------ Material zur Aufgabe
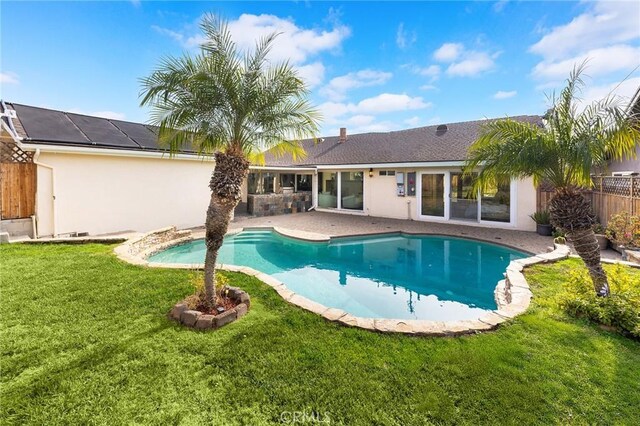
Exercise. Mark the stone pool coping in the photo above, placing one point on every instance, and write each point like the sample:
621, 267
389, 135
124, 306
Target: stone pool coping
------------
* Aufgabe:
Wandle die Zeilen aller Datensätze oben in eine Markdown-Tabelle mit den Spalten „Nr“ und „Zeile“ um und lass Leerzeilen weg. Die Bilder gehören nicht in die Antwort.

* Antwort:
| Nr | Zeile |
|---|---|
| 1 | Exercise. Mark the stone pool coping in the photo above, placing one point on every instance, and write each point like the sample: |
| 2 | 621, 267 |
| 3 | 389, 135 |
| 4 | 124, 306 |
| 5 | Target: stone pool coping |